### WHAT THE TASK ASKS
Can you locate every line in the records below that contains the word "Target" and copy each of those lines? Case counts when matching.

Segmentation labeling items
— START —

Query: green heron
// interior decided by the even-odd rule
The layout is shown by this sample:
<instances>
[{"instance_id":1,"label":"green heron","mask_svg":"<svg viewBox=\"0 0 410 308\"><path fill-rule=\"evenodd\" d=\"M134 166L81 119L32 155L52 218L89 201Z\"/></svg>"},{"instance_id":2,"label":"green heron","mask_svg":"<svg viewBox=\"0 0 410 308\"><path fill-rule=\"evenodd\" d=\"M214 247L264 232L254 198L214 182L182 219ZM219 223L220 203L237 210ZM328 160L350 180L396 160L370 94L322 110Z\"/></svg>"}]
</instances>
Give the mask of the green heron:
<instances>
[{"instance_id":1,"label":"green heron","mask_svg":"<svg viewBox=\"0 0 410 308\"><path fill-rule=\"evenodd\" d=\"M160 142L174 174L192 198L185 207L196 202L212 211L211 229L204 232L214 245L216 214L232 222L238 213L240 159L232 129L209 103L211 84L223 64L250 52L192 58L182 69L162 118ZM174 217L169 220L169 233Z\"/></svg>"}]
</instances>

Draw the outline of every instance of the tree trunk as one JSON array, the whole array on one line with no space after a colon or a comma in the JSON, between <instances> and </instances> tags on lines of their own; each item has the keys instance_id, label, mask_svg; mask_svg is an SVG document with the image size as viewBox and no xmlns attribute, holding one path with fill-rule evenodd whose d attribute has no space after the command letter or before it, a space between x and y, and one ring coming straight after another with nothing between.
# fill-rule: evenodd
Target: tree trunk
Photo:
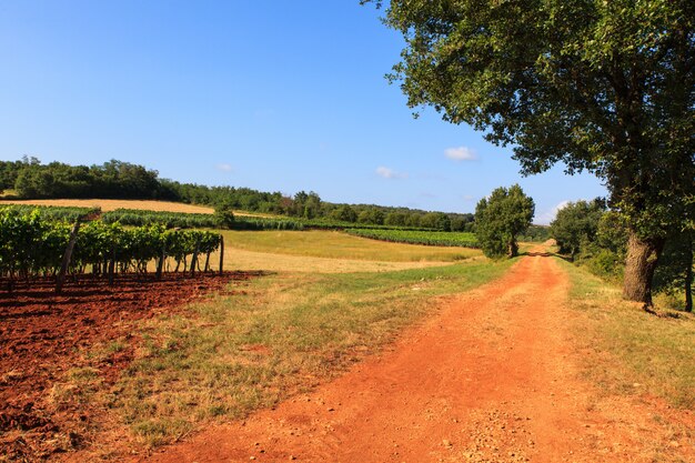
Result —
<instances>
[{"instance_id":1,"label":"tree trunk","mask_svg":"<svg viewBox=\"0 0 695 463\"><path fill-rule=\"evenodd\" d=\"M652 279L663 249L663 239L643 240L634 231L629 231L623 298L652 305Z\"/></svg>"},{"instance_id":2,"label":"tree trunk","mask_svg":"<svg viewBox=\"0 0 695 463\"><path fill-rule=\"evenodd\" d=\"M518 244L516 243L516 240L512 238L512 240L510 241L510 258L515 258L517 255L518 255Z\"/></svg>"}]
</instances>

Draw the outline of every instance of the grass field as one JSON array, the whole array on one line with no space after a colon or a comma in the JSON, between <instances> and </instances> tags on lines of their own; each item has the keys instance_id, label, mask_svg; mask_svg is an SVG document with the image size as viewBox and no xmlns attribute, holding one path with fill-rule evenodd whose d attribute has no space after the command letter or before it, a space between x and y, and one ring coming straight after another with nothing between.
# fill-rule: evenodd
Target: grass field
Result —
<instances>
[{"instance_id":1,"label":"grass field","mask_svg":"<svg viewBox=\"0 0 695 463\"><path fill-rule=\"evenodd\" d=\"M0 200L2 204L36 204L36 205L60 205L74 208L100 208L103 212L115 211L117 209L138 209L142 211L163 211L163 212L184 212L198 214L212 214L213 208L204 205L184 204L181 202L170 201L151 201L151 200ZM240 217L263 217L273 218L270 214L255 214L243 211L234 211Z\"/></svg>"},{"instance_id":2,"label":"grass field","mask_svg":"<svg viewBox=\"0 0 695 463\"><path fill-rule=\"evenodd\" d=\"M481 256L464 248L387 243L333 231L223 231L225 244L246 251L384 262L455 262Z\"/></svg>"},{"instance_id":3,"label":"grass field","mask_svg":"<svg viewBox=\"0 0 695 463\"><path fill-rule=\"evenodd\" d=\"M117 394L85 400L109 403L145 445L170 442L200 422L243 416L335 376L436 309L432 298L480 285L510 265L262 278L244 295L148 321Z\"/></svg>"},{"instance_id":4,"label":"grass field","mask_svg":"<svg viewBox=\"0 0 695 463\"><path fill-rule=\"evenodd\" d=\"M695 315L662 309L655 316L623 301L618 286L563 265L588 380L610 393L656 395L695 410Z\"/></svg>"}]
</instances>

— END —

### WRITTEN ANSWER
Target: tree trunk
Target: grass field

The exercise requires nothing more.